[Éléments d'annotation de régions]
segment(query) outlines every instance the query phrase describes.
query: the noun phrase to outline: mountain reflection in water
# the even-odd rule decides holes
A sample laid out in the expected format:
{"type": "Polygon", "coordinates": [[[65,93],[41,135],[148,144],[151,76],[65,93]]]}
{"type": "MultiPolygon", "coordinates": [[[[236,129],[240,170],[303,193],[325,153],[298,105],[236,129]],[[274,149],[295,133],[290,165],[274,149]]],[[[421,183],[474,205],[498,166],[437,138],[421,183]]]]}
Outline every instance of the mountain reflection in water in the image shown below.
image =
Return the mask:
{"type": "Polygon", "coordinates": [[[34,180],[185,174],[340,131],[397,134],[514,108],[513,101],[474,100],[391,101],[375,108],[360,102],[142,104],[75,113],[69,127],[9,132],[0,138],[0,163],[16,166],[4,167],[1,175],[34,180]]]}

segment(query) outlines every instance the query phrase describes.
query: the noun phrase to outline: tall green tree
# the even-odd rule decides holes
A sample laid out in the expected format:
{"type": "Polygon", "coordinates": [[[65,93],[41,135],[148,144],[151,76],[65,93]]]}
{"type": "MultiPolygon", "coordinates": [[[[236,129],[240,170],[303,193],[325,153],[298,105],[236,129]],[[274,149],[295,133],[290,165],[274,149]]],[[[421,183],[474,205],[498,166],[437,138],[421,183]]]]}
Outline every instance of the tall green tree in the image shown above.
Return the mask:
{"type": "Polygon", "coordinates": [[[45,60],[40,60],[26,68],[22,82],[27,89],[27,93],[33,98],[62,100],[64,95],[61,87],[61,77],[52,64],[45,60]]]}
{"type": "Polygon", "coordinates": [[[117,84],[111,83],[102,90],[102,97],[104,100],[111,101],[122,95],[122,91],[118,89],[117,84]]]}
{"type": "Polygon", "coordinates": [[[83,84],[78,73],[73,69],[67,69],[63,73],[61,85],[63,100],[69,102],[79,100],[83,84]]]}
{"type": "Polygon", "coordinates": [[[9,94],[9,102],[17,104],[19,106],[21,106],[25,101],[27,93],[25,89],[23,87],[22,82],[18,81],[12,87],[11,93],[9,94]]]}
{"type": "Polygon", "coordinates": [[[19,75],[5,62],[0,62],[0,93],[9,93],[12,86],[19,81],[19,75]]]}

> _TRAVAIL À FAIRE_: Relevez, parmi les lignes ci-dessus, toutes celles qui contiennent le mot « noun ». La casse compte.

> _RÉSULTAT_:
query: the noun phrase to outline: mountain reflection in water
query: the noun phrase to outline: tall green tree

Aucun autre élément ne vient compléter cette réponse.